**Stated problem**
Begin at the line containing "grass in the photo above." and give again every line to the end of the records, exactly, without the pictures.

**Raw records**

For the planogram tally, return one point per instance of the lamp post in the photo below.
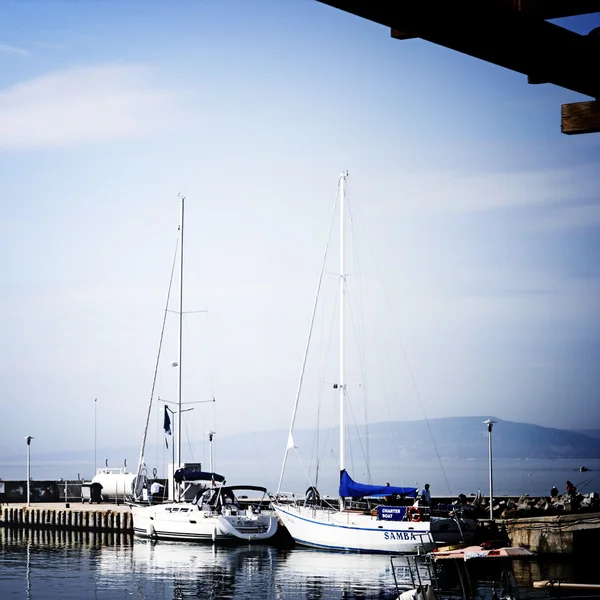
(28, 440)
(490, 425)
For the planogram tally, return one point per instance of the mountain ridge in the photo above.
(445, 437)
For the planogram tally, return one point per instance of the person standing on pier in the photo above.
(425, 495)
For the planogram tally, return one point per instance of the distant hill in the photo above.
(595, 433)
(453, 437)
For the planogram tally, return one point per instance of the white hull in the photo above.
(347, 530)
(182, 521)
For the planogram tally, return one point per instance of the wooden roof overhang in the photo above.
(514, 34)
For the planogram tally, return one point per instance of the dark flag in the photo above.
(167, 425)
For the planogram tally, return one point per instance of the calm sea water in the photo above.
(40, 565)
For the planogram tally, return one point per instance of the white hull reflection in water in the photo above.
(44, 565)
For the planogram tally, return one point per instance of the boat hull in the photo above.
(188, 523)
(347, 530)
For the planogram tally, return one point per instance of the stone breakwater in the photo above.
(114, 519)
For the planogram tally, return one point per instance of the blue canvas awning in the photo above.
(352, 489)
(190, 475)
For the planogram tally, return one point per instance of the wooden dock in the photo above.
(114, 518)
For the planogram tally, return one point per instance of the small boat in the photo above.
(214, 512)
(470, 552)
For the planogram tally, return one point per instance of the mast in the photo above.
(178, 456)
(342, 383)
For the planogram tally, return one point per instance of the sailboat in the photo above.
(345, 524)
(213, 511)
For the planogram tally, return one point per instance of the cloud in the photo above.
(450, 192)
(13, 50)
(83, 105)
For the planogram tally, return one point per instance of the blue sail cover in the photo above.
(190, 475)
(351, 489)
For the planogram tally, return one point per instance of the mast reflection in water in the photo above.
(44, 564)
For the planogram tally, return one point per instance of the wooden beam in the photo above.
(402, 34)
(556, 9)
(580, 117)
(505, 37)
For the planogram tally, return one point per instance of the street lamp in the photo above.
(28, 440)
(490, 425)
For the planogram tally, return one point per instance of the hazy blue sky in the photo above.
(483, 217)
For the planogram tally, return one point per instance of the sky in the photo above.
(484, 219)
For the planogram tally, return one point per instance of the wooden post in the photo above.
(580, 117)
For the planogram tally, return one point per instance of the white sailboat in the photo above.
(342, 525)
(214, 512)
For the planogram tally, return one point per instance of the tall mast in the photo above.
(178, 457)
(342, 382)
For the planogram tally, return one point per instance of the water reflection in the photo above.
(46, 564)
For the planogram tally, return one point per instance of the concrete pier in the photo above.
(80, 517)
(559, 534)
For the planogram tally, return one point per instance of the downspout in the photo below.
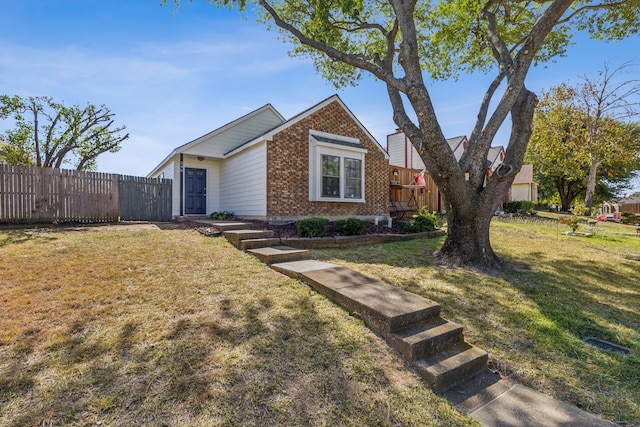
(181, 185)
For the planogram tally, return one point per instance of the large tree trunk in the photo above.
(565, 194)
(591, 186)
(467, 241)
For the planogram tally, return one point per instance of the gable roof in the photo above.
(298, 117)
(257, 126)
(230, 135)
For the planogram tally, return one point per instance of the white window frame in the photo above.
(343, 147)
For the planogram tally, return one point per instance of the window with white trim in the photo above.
(336, 168)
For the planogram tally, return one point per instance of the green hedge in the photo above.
(221, 216)
(523, 206)
(350, 226)
(312, 227)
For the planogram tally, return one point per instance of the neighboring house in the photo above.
(523, 186)
(627, 204)
(322, 162)
(403, 154)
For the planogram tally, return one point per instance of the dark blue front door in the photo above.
(195, 191)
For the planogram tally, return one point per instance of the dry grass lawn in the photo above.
(532, 318)
(145, 326)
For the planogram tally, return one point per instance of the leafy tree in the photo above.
(397, 41)
(576, 152)
(48, 133)
(603, 106)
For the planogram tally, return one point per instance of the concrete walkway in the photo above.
(487, 398)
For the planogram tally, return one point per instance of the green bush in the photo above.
(221, 216)
(312, 227)
(521, 206)
(629, 218)
(350, 226)
(424, 221)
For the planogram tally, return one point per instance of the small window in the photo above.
(330, 176)
(336, 168)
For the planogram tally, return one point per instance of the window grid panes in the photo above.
(330, 176)
(353, 178)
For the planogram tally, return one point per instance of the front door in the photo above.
(195, 191)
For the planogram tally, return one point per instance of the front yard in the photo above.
(114, 326)
(159, 327)
(533, 317)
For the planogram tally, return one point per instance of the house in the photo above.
(403, 154)
(523, 186)
(322, 162)
(626, 204)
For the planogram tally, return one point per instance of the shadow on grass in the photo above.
(261, 369)
(535, 316)
(11, 237)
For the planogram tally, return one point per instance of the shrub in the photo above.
(221, 216)
(424, 221)
(571, 221)
(312, 227)
(629, 218)
(350, 226)
(519, 206)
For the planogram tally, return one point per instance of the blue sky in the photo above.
(171, 77)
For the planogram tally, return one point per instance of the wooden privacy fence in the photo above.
(45, 195)
(144, 198)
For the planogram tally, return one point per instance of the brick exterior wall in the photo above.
(288, 170)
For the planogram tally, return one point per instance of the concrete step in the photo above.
(276, 254)
(384, 308)
(452, 366)
(231, 225)
(236, 236)
(426, 338)
(264, 242)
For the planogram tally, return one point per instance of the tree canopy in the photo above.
(583, 138)
(47, 133)
(398, 41)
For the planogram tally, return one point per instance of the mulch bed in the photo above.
(288, 231)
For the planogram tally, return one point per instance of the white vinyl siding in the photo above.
(219, 143)
(402, 153)
(243, 182)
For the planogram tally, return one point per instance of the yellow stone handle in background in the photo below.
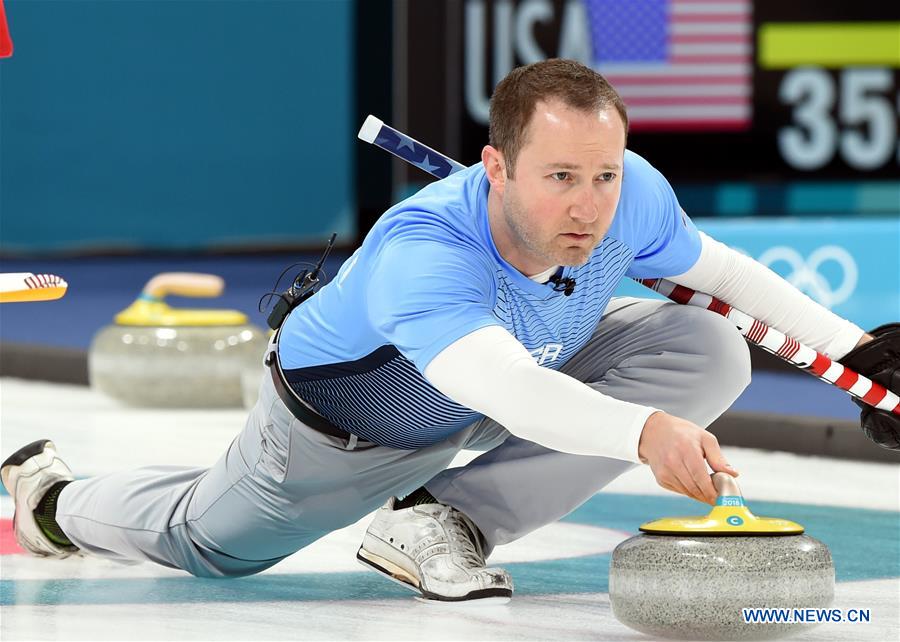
(193, 284)
(151, 310)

**Completed exercise**
For the planogram tally, return one point per instance of the shadow on grass in the photo above.
(261, 369)
(535, 316)
(11, 237)
For the planogram tally, return one point per instance of the shrub in the photo above.
(221, 216)
(424, 221)
(571, 221)
(312, 227)
(629, 218)
(350, 226)
(519, 206)
For the planogram tally, return one point per instance of the blue sky in the photo above.
(171, 77)
For the planogram tally, return one point per instance of the wooden privacy fence in the photo above.
(45, 195)
(144, 198)
For the planogram tally, return one point per instance of the brick exterior wall in the photo above.
(288, 170)
For the planogram tally, return one point per instance of the concrete step in the photo above.
(276, 254)
(384, 308)
(452, 366)
(231, 225)
(236, 236)
(426, 338)
(264, 242)
For the planogram tally, return one point per instance of the tree canopy in the photo above.
(583, 138)
(47, 133)
(398, 41)
For the planogram tally, return one point per instance of the mulch bed in the photo above.
(288, 231)
For the planogram tally, return one point per instance of the white vinyl siding in the photo above.
(219, 143)
(402, 153)
(243, 182)
For the planogram tally, return one point per instance of the yellow stone handle in background in the photo below.
(193, 284)
(151, 310)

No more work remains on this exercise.